Pointing dataset excerpts
►
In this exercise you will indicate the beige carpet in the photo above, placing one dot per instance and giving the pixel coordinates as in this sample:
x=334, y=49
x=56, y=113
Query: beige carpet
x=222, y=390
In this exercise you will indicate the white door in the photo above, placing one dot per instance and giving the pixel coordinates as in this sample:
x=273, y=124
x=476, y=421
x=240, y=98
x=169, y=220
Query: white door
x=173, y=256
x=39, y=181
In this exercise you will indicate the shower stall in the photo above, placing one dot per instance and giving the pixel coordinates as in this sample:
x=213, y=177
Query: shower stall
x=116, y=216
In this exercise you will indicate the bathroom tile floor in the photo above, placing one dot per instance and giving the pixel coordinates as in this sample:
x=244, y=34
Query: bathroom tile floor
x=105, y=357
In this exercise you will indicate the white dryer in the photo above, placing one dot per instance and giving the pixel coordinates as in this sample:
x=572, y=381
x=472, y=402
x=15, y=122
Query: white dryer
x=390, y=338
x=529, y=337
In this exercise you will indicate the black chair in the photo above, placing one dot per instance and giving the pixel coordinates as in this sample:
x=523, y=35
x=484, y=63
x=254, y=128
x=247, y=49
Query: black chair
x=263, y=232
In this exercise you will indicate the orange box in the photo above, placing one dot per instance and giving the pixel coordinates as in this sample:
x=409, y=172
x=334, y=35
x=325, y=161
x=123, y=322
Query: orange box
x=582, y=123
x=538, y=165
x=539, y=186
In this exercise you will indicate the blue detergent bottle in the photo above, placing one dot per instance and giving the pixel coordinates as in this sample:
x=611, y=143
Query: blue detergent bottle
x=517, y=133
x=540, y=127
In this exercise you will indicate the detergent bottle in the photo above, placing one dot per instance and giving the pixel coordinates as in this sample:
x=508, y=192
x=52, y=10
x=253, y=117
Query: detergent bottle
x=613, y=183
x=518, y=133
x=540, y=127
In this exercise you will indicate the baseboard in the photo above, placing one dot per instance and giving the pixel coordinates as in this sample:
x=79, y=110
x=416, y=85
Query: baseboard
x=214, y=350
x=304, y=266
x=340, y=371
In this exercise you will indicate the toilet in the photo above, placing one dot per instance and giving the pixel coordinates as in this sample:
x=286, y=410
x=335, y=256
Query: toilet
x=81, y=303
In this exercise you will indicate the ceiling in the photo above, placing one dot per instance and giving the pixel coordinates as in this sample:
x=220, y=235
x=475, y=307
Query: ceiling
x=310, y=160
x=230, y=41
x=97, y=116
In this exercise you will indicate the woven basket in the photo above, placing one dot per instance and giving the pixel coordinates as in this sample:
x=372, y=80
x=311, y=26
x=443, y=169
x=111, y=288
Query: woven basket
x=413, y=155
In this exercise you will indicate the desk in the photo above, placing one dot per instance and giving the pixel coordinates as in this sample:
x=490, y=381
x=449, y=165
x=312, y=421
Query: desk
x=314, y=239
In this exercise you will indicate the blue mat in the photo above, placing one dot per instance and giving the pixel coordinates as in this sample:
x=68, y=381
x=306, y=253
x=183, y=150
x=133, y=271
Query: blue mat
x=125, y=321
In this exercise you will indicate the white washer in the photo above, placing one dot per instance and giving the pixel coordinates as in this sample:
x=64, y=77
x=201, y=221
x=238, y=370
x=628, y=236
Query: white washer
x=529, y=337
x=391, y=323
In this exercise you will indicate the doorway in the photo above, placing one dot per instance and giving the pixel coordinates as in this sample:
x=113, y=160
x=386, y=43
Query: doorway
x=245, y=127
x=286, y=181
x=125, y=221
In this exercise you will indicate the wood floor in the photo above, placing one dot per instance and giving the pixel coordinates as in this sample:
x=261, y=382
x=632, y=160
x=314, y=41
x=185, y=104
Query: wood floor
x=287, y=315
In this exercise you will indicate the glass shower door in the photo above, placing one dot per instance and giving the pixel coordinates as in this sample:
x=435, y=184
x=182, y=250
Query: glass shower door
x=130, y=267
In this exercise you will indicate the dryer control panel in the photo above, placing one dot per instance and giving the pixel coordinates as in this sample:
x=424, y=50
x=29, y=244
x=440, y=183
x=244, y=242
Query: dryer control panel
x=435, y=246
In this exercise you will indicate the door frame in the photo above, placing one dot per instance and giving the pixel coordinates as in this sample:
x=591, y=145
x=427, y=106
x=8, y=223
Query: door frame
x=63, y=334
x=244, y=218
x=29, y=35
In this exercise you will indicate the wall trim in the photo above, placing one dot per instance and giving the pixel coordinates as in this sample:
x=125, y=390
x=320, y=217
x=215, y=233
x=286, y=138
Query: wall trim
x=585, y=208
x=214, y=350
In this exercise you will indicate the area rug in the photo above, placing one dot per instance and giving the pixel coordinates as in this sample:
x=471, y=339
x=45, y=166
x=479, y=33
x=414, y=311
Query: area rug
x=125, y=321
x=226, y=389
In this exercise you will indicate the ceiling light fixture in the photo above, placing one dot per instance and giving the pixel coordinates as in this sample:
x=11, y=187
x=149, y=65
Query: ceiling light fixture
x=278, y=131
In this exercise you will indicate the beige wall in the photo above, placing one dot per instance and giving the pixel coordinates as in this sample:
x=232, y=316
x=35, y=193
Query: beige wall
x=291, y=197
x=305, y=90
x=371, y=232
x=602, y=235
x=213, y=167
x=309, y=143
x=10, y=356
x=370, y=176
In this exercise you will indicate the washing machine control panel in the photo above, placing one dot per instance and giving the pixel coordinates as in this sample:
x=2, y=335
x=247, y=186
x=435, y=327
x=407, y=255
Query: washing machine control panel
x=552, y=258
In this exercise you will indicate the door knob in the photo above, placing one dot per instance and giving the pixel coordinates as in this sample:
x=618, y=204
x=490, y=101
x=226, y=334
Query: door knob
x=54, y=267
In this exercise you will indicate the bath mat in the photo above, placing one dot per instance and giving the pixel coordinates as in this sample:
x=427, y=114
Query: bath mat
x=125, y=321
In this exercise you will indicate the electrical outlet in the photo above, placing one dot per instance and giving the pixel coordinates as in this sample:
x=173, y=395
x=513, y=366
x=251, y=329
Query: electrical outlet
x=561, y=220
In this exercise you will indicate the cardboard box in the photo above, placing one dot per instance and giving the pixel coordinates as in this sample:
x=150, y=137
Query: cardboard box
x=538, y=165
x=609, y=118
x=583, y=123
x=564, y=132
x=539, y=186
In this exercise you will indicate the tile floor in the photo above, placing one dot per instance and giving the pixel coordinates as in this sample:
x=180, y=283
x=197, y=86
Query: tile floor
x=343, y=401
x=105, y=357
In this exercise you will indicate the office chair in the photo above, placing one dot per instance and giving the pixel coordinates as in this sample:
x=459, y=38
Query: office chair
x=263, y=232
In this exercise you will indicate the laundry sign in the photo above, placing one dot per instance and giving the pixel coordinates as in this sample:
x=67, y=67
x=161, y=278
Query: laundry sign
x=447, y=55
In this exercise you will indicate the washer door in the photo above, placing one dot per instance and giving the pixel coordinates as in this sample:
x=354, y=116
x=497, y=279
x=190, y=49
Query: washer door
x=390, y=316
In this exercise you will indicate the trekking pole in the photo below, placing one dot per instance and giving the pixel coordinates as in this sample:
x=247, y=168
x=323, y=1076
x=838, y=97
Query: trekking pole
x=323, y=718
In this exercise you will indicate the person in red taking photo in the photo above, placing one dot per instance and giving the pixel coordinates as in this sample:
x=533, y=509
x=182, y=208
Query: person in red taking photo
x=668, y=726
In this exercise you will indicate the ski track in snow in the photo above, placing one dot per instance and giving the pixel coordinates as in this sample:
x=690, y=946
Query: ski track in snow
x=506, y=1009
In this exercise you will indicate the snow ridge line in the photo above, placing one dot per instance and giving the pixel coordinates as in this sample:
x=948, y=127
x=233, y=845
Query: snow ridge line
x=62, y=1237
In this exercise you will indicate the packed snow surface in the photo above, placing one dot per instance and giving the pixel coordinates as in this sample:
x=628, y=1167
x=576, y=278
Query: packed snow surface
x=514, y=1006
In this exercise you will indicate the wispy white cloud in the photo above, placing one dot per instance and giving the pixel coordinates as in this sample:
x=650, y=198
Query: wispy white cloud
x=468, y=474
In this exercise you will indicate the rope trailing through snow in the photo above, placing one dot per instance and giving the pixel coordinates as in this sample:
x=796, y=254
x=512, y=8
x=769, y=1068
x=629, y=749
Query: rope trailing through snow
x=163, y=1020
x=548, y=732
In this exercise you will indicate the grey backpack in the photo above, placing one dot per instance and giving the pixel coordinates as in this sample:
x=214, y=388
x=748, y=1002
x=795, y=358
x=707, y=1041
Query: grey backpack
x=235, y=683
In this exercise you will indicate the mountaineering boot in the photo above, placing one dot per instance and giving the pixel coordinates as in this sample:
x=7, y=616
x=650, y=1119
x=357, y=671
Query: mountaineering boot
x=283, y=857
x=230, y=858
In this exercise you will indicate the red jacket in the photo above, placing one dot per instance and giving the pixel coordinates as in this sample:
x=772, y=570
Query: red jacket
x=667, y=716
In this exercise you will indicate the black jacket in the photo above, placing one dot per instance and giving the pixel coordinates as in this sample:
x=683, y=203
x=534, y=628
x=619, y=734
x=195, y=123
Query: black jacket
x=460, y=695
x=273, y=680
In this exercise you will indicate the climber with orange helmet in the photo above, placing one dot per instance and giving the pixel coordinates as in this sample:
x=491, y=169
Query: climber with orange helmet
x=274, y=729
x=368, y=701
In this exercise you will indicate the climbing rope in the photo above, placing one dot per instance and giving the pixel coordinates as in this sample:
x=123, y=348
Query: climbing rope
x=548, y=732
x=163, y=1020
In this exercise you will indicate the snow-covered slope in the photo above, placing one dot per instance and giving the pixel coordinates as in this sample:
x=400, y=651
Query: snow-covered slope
◄
WHAT YOU ARE ASKED TO DO: Copy the data above from the line with "In this exercise you will indicate the electrical" through the line with "x=668, y=726", with both of those lines included, reproducing each one unchanged.

ANSWER TO THIS TASK:
In this exercise you will indicate the electrical outlet in the photo above, placing one dot per instance and giving the pixel coordinates as in this sample:
x=173, y=395
x=513, y=366
x=251, y=329
Query: electrical outlet
x=561, y=220
In this exercise you will indicate the cardboard box in the photo above, placing one dot per instance and giving the pixel coordinates as in this sample:
x=150, y=137
Query: cardboard box
x=538, y=165
x=609, y=118
x=583, y=123
x=564, y=132
x=539, y=186
In this exercise you will indicate the tile floor in the photo above, placing one dot per instance and giving the pixel coordinates as in this sample:
x=180, y=283
x=197, y=86
Query: tile floor
x=343, y=401
x=105, y=357
In this exercise you will indicate the office chair in the photo above, placing one dot per instance and giving the pixel coordinates as in this sample:
x=459, y=38
Query: office chair
x=263, y=232
In this exercise you will indicate the laundry sign in the photo above, placing one dot per instance and giving the pixel coordinates as in this sample:
x=67, y=67
x=161, y=278
Query: laundry sign
x=447, y=55
In this exercise you will indicate the washer door in the photo above, placing one dot per instance and giving the pixel coordinates as in this sample:
x=354, y=116
x=497, y=279
x=190, y=49
Query: washer door
x=390, y=316
In this exercise you will indicate the trekking pole in the photo below, placing one dot per instance and giving the pixel coordinates as in this sample:
x=247, y=168
x=323, y=1076
x=838, y=97
Query: trekking pole
x=323, y=718
In this exercise you will indicate the person in red taking photo in the photo above, placing one dot per instance and giving the pixel coordinates as in this sample:
x=533, y=509
x=182, y=208
Query: person in red taking photo
x=668, y=726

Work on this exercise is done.